[Referring expression data]
*** Begin section ***
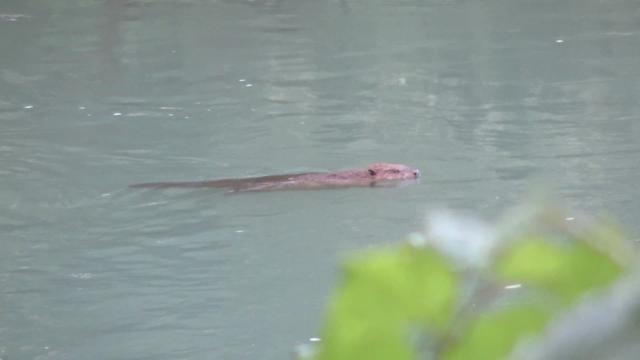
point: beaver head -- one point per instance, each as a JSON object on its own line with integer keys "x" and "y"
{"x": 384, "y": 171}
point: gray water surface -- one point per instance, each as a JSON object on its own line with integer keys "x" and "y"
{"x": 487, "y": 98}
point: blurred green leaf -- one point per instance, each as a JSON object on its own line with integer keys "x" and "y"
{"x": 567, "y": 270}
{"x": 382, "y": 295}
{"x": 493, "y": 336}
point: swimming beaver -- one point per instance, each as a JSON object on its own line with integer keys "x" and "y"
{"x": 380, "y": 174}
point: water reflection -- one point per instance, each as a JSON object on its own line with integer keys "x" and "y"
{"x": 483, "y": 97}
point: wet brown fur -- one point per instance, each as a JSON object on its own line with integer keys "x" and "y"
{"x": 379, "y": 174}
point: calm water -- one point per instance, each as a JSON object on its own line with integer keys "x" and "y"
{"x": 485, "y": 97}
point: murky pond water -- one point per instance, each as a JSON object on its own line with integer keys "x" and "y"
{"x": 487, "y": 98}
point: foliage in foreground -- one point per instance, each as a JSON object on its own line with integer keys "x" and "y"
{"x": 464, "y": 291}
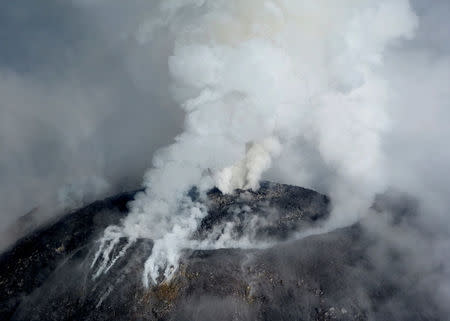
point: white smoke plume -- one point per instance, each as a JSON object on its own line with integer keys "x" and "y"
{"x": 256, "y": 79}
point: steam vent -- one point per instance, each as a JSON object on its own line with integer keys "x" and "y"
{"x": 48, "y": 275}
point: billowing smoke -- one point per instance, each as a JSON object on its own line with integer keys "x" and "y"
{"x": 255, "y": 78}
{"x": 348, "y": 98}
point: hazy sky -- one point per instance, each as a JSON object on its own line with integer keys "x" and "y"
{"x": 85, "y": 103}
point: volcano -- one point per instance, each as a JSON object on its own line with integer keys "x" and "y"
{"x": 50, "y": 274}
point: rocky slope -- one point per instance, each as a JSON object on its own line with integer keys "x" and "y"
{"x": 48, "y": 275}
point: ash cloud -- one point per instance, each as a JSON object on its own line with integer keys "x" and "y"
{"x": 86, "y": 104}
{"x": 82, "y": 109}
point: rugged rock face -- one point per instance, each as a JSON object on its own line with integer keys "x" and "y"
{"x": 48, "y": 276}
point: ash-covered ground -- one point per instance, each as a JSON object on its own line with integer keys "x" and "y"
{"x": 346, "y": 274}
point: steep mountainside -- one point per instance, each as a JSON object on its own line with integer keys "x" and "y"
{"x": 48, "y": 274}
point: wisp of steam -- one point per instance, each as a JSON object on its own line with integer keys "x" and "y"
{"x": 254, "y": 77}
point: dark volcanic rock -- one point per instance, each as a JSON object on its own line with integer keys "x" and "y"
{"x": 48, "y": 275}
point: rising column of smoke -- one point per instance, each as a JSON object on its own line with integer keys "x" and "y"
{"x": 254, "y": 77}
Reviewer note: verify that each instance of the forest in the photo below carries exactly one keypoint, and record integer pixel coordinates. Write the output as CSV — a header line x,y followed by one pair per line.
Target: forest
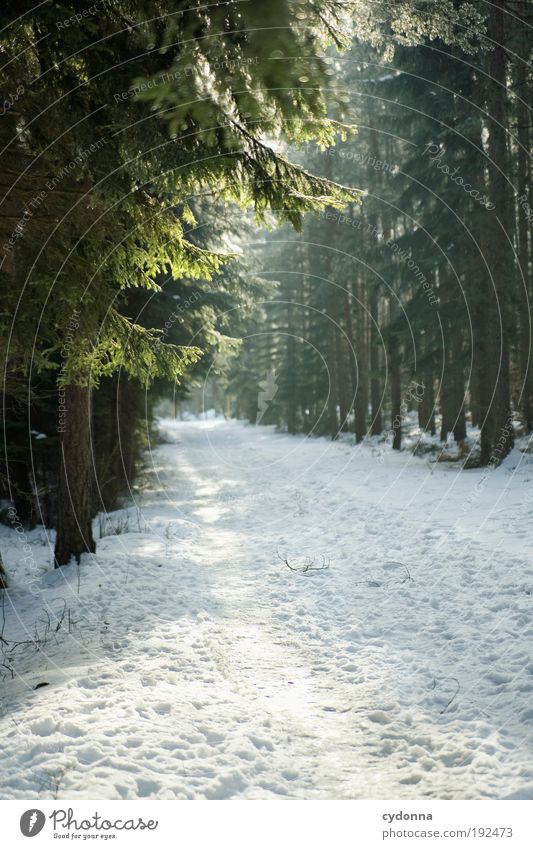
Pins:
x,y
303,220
*** End section ***
> [What you should do]:
Copy out all the data without changing anything, and drop the pictures.

> [Solution below]:
point: beaver head -- one point per instance, each as a JSON object on its own line with integer keys "x" and "y"
{"x": 384, "y": 171}
point: gray water surface -- one point per instance, each as a JSON object on its own line with integer keys "x" and "y"
{"x": 487, "y": 98}
point: blurred green leaf -- one point per instance, each as a JSON object on its own line with integer keys "x" and "y"
{"x": 567, "y": 270}
{"x": 382, "y": 295}
{"x": 493, "y": 336}
point: swimming beaver -- one point per instance, each as a JSON object on its own line with integer keys "x" and "y"
{"x": 380, "y": 174}
point: water reflection -- one point per instance, each as a JSON object on its own line with integer keys "x" and "y"
{"x": 483, "y": 97}
point: wet brown fur -- one point per instance, each as a JSON object on its own line with integer keys "x" and "y"
{"x": 379, "y": 174}
point: calm water -- one point per instance, each as a JSON object on its own line with integer keys "x" and "y"
{"x": 485, "y": 97}
point: murky pond water -- one point per instance, each as a JSON object on its own line with integer keys "x" and "y"
{"x": 487, "y": 98}
point: foliage in foreground -- one point per instance, each as a JSON object on its own line with integer keys "x" and "y"
{"x": 464, "y": 291}
point: white smoke plume -- one point per instance, each as a JSON object on its own line with integer keys "x" and "y"
{"x": 256, "y": 79}
point: steam vent -- one point per instance, each as a JSON object on its own line with integer keys "x" and "y"
{"x": 48, "y": 275}
point: billowing smoke -- one point per instance, each as a JSON object on its own line with integer keys "x" and "y"
{"x": 255, "y": 78}
{"x": 348, "y": 98}
point: hazy sky -- one point per instance, each as a JSON object on its own line with integer keys "x" and "y"
{"x": 85, "y": 103}
point: volcano -- one point per instance, each as a JSON object on its own line with integer keys "x" and "y"
{"x": 50, "y": 274}
point: rocky slope -- one point per instance, each as a JSON object on its own line with integer keys "x" and "y"
{"x": 48, "y": 275}
point: ash cloud -- one point per instance, each as a JSON object on its own line with integer keys "x" and "y"
{"x": 86, "y": 104}
{"x": 82, "y": 109}
point: rugged rock face -- one point per instance, each as a JSON object on its own line with integer keys "x" and "y"
{"x": 48, "y": 276}
point: ash-covered ground -- one point per instance, each as a JSON object on its own line with integer keys "x" and "y"
{"x": 346, "y": 274}
point: steep mountainside -- one point per instance, each as a JSON object on its own line with integer keys "x" and "y"
{"x": 48, "y": 274}
point: wisp of steam -- one point per instance, each as a JSON object on its own line with integer keys "x" and "y"
{"x": 254, "y": 77}
point: dark volcanic rock -- one point per instance, each as a JSON object on its own line with integer keys "x" and "y"
{"x": 48, "y": 275}
point: rising column of smoke -- one point per instance, each as a JSON object on its own line with integer keys "x" and "y"
{"x": 254, "y": 77}
Reviewer note: verify that each instance of the forest in the photo below carries exactly one keypoint, and record integer pixel coordinates. Write the output as CSV — a header line x,y followed by one pair per line.
Target: forest
Pins:
x,y
303,220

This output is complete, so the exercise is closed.